___ STORED RECORDS

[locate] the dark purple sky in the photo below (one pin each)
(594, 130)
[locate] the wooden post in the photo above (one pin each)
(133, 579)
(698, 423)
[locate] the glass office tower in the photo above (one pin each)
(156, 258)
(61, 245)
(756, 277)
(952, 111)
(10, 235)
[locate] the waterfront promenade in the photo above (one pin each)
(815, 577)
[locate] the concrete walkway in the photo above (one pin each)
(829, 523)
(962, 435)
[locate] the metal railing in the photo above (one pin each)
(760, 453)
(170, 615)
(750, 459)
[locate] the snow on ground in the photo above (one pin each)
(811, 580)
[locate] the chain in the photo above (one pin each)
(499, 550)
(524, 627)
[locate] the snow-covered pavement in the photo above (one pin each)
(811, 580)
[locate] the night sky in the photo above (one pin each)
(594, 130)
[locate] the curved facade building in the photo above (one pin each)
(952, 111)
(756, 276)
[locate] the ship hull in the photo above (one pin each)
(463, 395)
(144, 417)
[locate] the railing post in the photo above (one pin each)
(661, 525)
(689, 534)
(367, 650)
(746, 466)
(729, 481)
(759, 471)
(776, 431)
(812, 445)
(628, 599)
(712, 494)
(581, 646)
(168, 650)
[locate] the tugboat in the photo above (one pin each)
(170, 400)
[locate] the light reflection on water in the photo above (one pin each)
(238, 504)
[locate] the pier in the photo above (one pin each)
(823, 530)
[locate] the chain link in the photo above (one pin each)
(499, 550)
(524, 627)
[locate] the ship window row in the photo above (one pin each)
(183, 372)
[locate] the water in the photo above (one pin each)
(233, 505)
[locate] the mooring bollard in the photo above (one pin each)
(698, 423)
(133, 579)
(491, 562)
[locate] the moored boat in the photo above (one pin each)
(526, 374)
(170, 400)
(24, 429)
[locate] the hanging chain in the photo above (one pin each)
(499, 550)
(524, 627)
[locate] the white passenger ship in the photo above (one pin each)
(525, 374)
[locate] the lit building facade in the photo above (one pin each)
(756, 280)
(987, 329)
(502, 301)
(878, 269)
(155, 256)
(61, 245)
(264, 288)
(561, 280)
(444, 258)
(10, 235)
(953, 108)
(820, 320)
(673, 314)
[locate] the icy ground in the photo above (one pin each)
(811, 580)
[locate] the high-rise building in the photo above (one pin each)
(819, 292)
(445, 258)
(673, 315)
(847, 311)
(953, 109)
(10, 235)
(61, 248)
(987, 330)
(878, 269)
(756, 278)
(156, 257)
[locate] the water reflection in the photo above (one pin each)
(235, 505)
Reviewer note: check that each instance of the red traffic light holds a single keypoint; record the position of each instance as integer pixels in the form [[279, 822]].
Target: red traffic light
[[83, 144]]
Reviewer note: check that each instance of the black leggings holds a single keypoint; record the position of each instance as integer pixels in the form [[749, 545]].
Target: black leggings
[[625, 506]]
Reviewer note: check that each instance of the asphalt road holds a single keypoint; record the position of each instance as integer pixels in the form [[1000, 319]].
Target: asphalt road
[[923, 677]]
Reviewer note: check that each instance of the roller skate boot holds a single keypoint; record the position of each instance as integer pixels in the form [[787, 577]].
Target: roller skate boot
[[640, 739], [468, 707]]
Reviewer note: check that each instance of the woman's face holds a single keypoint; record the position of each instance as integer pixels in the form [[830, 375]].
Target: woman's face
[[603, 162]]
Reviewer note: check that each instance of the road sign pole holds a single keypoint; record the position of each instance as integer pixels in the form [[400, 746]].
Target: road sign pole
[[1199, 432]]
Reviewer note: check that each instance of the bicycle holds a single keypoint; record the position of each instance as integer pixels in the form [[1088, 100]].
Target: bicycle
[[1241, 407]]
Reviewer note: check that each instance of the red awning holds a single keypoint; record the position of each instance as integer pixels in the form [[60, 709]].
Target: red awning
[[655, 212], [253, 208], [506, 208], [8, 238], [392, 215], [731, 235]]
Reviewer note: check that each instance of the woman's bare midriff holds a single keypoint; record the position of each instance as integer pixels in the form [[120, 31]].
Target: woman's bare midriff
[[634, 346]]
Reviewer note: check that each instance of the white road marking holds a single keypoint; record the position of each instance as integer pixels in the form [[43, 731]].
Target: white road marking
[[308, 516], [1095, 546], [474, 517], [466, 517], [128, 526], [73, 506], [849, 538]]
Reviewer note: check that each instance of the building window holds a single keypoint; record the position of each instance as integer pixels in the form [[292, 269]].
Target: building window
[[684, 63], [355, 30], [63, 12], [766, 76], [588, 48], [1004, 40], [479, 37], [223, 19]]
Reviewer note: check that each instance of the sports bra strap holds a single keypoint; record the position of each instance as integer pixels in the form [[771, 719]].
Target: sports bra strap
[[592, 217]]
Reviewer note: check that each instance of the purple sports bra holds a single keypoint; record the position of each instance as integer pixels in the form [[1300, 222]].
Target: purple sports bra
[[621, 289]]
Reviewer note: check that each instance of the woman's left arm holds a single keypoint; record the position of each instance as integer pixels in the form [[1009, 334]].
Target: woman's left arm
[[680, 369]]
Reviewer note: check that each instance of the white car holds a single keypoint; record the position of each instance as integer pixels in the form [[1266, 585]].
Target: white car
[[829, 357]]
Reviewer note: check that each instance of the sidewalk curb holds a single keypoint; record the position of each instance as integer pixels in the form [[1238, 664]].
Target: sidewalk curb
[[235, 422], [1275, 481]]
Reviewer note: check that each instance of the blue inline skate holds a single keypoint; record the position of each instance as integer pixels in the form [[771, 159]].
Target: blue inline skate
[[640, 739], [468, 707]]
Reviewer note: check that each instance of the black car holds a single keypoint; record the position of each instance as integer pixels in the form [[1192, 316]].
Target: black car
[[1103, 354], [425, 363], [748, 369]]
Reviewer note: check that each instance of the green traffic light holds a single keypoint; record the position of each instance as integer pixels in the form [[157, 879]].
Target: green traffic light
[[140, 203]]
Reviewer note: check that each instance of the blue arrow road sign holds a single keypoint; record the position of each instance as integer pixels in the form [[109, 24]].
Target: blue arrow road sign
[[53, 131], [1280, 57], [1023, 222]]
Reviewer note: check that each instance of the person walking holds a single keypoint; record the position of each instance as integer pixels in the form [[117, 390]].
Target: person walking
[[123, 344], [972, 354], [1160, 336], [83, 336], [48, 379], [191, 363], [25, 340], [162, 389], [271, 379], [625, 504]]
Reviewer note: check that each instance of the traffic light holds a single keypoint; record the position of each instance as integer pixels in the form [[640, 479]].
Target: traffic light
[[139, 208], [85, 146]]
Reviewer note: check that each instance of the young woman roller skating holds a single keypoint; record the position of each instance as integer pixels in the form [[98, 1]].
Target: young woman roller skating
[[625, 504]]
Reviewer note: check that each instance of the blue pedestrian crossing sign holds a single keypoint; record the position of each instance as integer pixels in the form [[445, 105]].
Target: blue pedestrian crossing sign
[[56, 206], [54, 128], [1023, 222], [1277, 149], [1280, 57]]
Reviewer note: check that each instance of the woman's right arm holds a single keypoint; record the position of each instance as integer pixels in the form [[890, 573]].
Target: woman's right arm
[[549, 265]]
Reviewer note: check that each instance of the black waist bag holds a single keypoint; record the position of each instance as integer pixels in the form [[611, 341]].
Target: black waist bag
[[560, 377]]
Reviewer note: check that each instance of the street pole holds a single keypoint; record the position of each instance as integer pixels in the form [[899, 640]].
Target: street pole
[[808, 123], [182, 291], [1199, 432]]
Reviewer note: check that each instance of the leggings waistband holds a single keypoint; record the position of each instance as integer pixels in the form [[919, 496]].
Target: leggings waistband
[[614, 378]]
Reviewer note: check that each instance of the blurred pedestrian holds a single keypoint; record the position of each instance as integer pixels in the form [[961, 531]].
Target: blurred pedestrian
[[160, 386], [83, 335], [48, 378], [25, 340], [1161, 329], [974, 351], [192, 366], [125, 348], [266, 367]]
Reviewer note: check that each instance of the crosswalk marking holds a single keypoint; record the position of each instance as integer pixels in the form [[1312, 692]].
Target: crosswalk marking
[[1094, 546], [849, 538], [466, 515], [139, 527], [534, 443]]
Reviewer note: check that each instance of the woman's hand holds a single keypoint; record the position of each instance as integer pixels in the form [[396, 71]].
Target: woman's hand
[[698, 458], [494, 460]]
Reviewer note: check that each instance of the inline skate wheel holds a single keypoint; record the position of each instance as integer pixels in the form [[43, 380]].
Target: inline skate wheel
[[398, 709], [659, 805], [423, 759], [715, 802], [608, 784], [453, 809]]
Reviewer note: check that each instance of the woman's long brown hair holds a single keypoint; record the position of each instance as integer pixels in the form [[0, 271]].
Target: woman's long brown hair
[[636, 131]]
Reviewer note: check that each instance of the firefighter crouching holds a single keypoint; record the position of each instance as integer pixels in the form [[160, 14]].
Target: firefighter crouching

______

== CHALLENGE ==
Give everything from the line containing "Reviewer note: check that each instance of the street" down through the line containing "[[808, 123], [182, 291], [1199, 432]]" as a two-column CSV with the headers text and answer. Put each row on its own line, with each value in a quoted field and its line breaks turned into spaces.

== RESULT OF THIS TASK ==
text,answer
"Reviewer note: check that each instance of the street pole holds a single keypoint; record the position of each instance as integer pixels in the form [[899, 640]]. Target: street pole","[[808, 123], [182, 291], [1199, 432]]"